** start **
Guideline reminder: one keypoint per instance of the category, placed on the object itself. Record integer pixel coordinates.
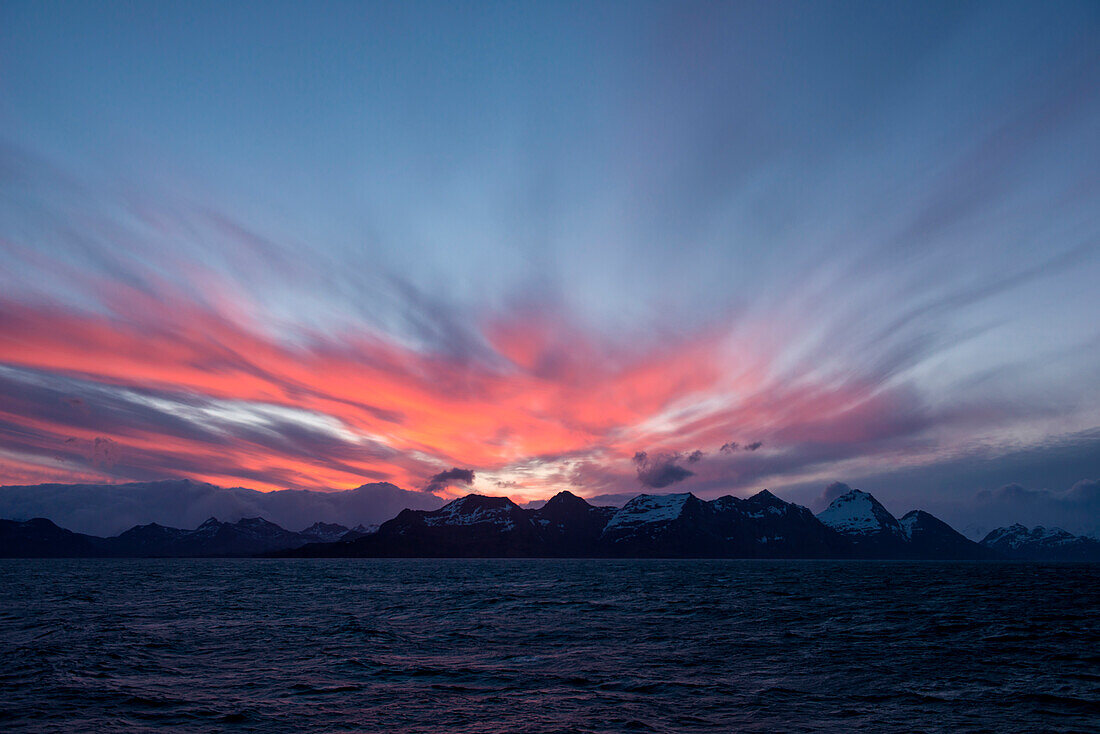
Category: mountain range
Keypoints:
(250, 536)
(855, 525)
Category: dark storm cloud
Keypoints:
(454, 474)
(660, 470)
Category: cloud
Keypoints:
(1076, 510)
(660, 470)
(110, 508)
(443, 479)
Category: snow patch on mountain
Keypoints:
(858, 513)
(473, 511)
(647, 508)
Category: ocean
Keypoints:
(352, 645)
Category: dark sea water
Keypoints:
(547, 646)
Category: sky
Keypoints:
(518, 248)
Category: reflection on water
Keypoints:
(547, 645)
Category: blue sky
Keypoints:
(887, 205)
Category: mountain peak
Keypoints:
(859, 513)
(565, 499)
(474, 508)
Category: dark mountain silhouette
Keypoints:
(855, 525)
(931, 537)
(41, 538)
(657, 526)
(872, 530)
(1042, 544)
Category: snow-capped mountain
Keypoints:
(855, 525)
(1041, 543)
(858, 514)
(875, 533)
(325, 532)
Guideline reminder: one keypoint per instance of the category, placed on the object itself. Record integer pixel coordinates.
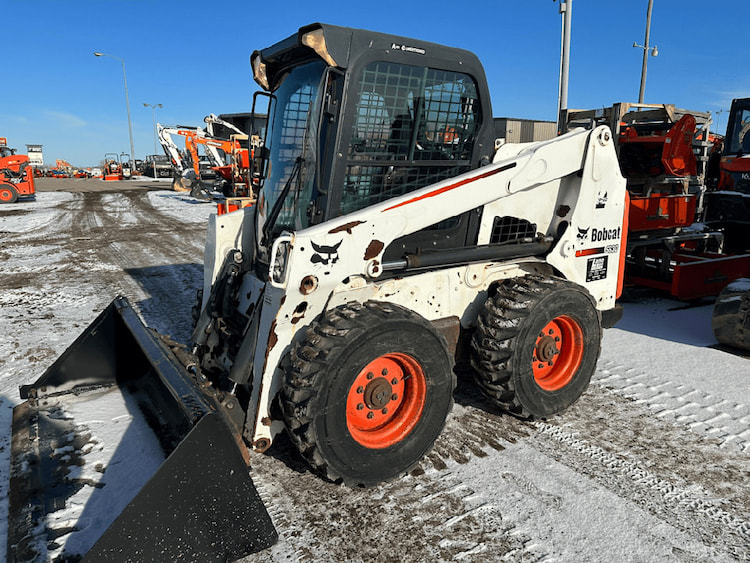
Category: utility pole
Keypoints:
(566, 10)
(646, 49)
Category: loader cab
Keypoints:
(356, 118)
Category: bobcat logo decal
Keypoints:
(325, 254)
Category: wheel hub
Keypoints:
(385, 400)
(546, 349)
(557, 353)
(378, 393)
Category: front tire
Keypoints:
(367, 392)
(536, 345)
(8, 194)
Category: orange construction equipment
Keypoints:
(230, 159)
(16, 175)
(112, 167)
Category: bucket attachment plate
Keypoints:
(175, 487)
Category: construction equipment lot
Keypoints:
(651, 466)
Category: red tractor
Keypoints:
(16, 174)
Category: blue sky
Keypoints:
(193, 58)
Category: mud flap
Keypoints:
(200, 504)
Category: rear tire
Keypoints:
(367, 392)
(8, 194)
(536, 345)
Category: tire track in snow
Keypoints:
(680, 477)
(726, 421)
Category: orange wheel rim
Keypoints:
(386, 400)
(557, 353)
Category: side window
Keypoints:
(413, 126)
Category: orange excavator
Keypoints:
(16, 175)
(229, 158)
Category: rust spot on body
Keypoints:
(373, 249)
(346, 227)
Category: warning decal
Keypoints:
(596, 268)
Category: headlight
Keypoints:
(280, 255)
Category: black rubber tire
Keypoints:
(8, 193)
(505, 340)
(730, 320)
(319, 374)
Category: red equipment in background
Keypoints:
(16, 174)
(663, 154)
(112, 167)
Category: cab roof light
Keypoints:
(316, 40)
(259, 71)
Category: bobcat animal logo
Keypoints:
(325, 254)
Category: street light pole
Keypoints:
(646, 49)
(566, 10)
(153, 114)
(127, 100)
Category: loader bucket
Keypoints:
(122, 454)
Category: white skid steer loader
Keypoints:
(393, 239)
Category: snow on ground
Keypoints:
(650, 465)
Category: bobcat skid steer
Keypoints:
(392, 239)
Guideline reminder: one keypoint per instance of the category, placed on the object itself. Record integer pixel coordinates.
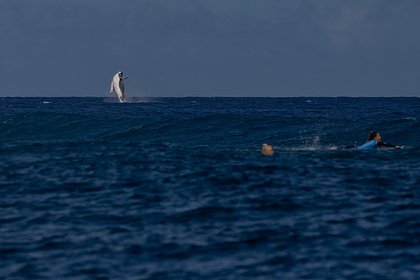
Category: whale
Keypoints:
(117, 86)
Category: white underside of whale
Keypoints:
(117, 86)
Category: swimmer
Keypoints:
(267, 150)
(375, 140)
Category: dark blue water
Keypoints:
(176, 188)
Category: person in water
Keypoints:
(374, 141)
(267, 150)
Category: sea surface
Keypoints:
(177, 188)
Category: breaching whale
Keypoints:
(117, 86)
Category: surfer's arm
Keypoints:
(112, 88)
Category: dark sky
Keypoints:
(210, 47)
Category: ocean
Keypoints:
(177, 188)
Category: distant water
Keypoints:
(176, 188)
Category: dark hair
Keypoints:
(372, 135)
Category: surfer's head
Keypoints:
(267, 150)
(374, 135)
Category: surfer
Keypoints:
(267, 150)
(375, 140)
(117, 86)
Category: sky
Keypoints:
(210, 47)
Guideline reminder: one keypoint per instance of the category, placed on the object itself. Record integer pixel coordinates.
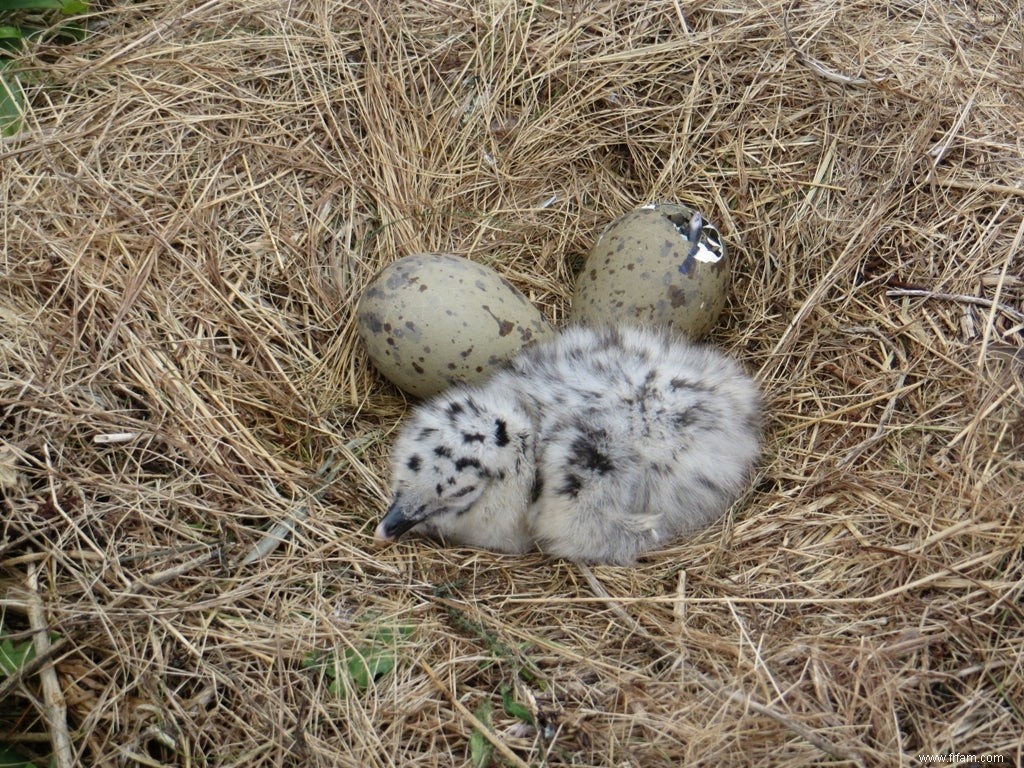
** end **
> [Directive]: Output every line of the records above as a Markdown table with the columns "No." and "Entry," numbering the rows in order and skipping blank lines. Leave the pictures out.

> [Solution to this task]:
| No. | Entry |
|---|---|
| 1 | Guideline reminder: one keypoint per instance of the category, placed on the object itself. Record integer pixel coordinates. |
| 2 | Category: mountain range |
| 3 | Keypoints: |
| 4 | (250, 536) |
| 5 | (855, 525) |
| 6 | Category: dark storm cloud |
| 7 | Keypoints: |
| 8 | (454, 474) |
| 9 | (660, 470) |
| 10 | Category: cloud |
| 11 | Keypoints: |
| 12 | (1076, 510) |
| 13 | (660, 470) |
| 14 | (110, 508) |
| 15 | (443, 479) |
| 16 | Category: snow patch on mountain |
| 17 | Keypoints: |
| 18 | (858, 513) |
| 19 | (473, 511) |
| 20 | (647, 508) |
| 21 | Category: ocean |
| 22 | Keypoints: |
| 23 | (352, 645) |
| 24 | Category: dark sea water |
| 25 | Keypoints: |
| 26 | (547, 646) |
| 27 | Category: sky |
| 28 | Keypoints: |
| 29 | (518, 248) |
| 30 | Category: reflection on water |
| 31 | Keypoints: |
| 32 | (547, 645) |
| 33 | Category: blue sky |
| 34 | Keypoints: |
| 35 | (887, 205) |
| 36 | Category: mountain peak |
| 37 | Keypoints: |
| 38 | (859, 513) |
| 39 | (565, 499) |
| 40 | (474, 508) |
| 41 | Category: dark mountain silhouette |
| 42 | Keypoints: |
| 43 | (855, 525) |
| 44 | (931, 537) |
| 45 | (41, 538) |
| 46 | (657, 526) |
| 47 | (872, 530) |
| 48 | (1042, 544) |
| 49 | Category: snow-capped mountain |
| 50 | Keypoints: |
| 51 | (855, 525) |
| 52 | (1041, 543) |
| 53 | (858, 514) |
| 54 | (875, 533) |
| 55 | (325, 532) |
| 56 | Guideline reminder: one keypoint per instance of the category, placed on the object itself. Record integer pixel coordinates. |
| 57 | Category: utility pole |
| 58 | Keypoints: |
| 59 | (566, 10) |
| 60 | (646, 49) |
| 61 | Category: loader cab |
| 62 | Keypoints: |
| 63 | (356, 118) |
| 64 | Category: bobcat logo decal |
| 65 | Keypoints: |
| 66 | (325, 254) |
| 67 | Category: wheel hub |
| 68 | Keypoints: |
| 69 | (385, 400) |
| 70 | (546, 349) |
| 71 | (557, 353) |
| 72 | (378, 393) |
| 73 | Category: front tire |
| 74 | Keypoints: |
| 75 | (367, 392) |
| 76 | (536, 345) |
| 77 | (8, 194) |
| 78 | Category: orange construction equipment |
| 79 | Keypoints: |
| 80 | (230, 159) |
| 81 | (16, 175) |
| 82 | (112, 167) |
| 83 | Category: bucket attachment plate |
| 84 | Keypoints: |
| 85 | (175, 487) |
| 86 | Category: construction equipment lot |
| 87 | Keypoints: |
| 88 | (651, 466) |
| 89 | Category: red tractor |
| 90 | Keypoints: |
| 91 | (16, 174) |
| 92 | Category: blue sky |
| 93 | Keypoints: |
| 94 | (193, 58) |
| 95 | Category: mud flap |
| 96 | Keypoints: |
| 97 | (200, 504) |
| 98 | Category: rear tire |
| 99 | Keypoints: |
| 100 | (367, 392) |
| 101 | (8, 194) |
| 102 | (536, 345) |
| 103 | Category: tire track in snow |
| 104 | Keypoints: |
| 105 | (680, 477) |
| 106 | (726, 421) |
| 107 | Category: orange wheel rim |
| 108 | Keypoints: |
| 109 | (386, 400) |
| 110 | (557, 353) |
| 111 | Category: side window |
| 112 | Keypoints: |
| 113 | (413, 126) |
| 114 | Category: orange excavator |
| 115 | Keypoints: |
| 116 | (16, 175) |
| 117 | (229, 158) |
| 118 | Category: rust spot on body |
| 119 | Keypoints: |
| 120 | (373, 249) |
| 121 | (346, 227) |
| 122 | Category: warning decal |
| 123 | Keypoints: |
| 124 | (596, 268) |
| 125 | Category: headlight |
| 126 | Keypoints: |
| 127 | (280, 255) |
| 128 | Category: black rubber tire |
| 129 | Keypoints: |
| 130 | (8, 193) |
| 131 | (505, 340) |
| 132 | (730, 320) |
| 133 | (319, 374) |
| 134 | Category: red equipment in background |
| 135 | Keypoints: |
| 136 | (16, 174) |
| 137 | (663, 154) |
| 138 | (112, 167) |
| 139 | Category: cab roof light |
| 140 | Keypoints: |
| 141 | (316, 40) |
| 142 | (259, 71) |
| 143 | Category: bobcat animal logo |
| 144 | Keypoints: |
| 145 | (325, 254) |
| 146 | Category: street light pole |
| 147 | Keypoints: |
| 148 | (646, 49) |
| 149 | (566, 10) |
| 150 | (153, 114) |
| 151 | (127, 100) |
| 152 | Category: loader bucket |
| 153 | Keypoints: |
| 154 | (122, 454) |
| 155 | Category: white skid steer loader |
| 156 | Keypoints: |
| 157 | (393, 239) |
| 158 | Category: snow on ground |
| 159 | Keypoints: |
| 160 | (650, 465) |
| 161 | Category: bobcat skid steer |
| 162 | Keypoints: |
| 163 | (392, 239) |
| 164 | Guideline reminder: one keypoint per instance of the category, placed on the object itself. Record integer pixel coordinates. |
| 165 | Category: whale |
| 166 | Keypoints: |
| 167 | (117, 86) |
| 168 | Category: white underside of whale |
| 169 | Keypoints: |
| 170 | (117, 86) |
| 171 | Category: swimmer |
| 172 | Keypoints: |
| 173 | (267, 150) |
| 174 | (375, 140) |
| 175 | Category: dark blue water |
| 176 | Keypoints: |
| 177 | (176, 188) |
| 178 | Category: person in water |
| 179 | Keypoints: |
| 180 | (374, 141) |
| 181 | (267, 150) |
| 182 | Category: sea surface |
| 183 | Keypoints: |
| 184 | (177, 188) |
| 185 | Category: breaching whale |
| 186 | Keypoints: |
| 187 | (117, 86) |
| 188 | Category: surfer's arm |
| 189 | Keypoints: |
| 190 | (112, 88) |
| 191 | Category: dark sky |
| 192 | Keypoints: |
| 193 | (210, 47) |
| 194 | Category: ocean |
| 195 | Keypoints: |
| 196 | (177, 188) |
| 197 | Category: distant water |
| 198 | Keypoints: |
| 199 | (176, 188) |
| 200 | Category: dark hair |
| 201 | Keypoints: |
| 202 | (372, 135) |
| 203 | Category: surfer's head |
| 204 | Keypoints: |
| 205 | (267, 150) |
| 206 | (374, 135) |
| 207 | Category: surfer |
| 208 | Keypoints: |
| 209 | (267, 150) |
| 210 | (375, 140) |
| 211 | (117, 86) |
| 212 | Category: sky |
| 213 | Keypoints: |
| 214 | (210, 47) |
| 215 | Guideline reminder: one keypoint per instance of the category, placed on the object itself. Record integer pixel coordinates. |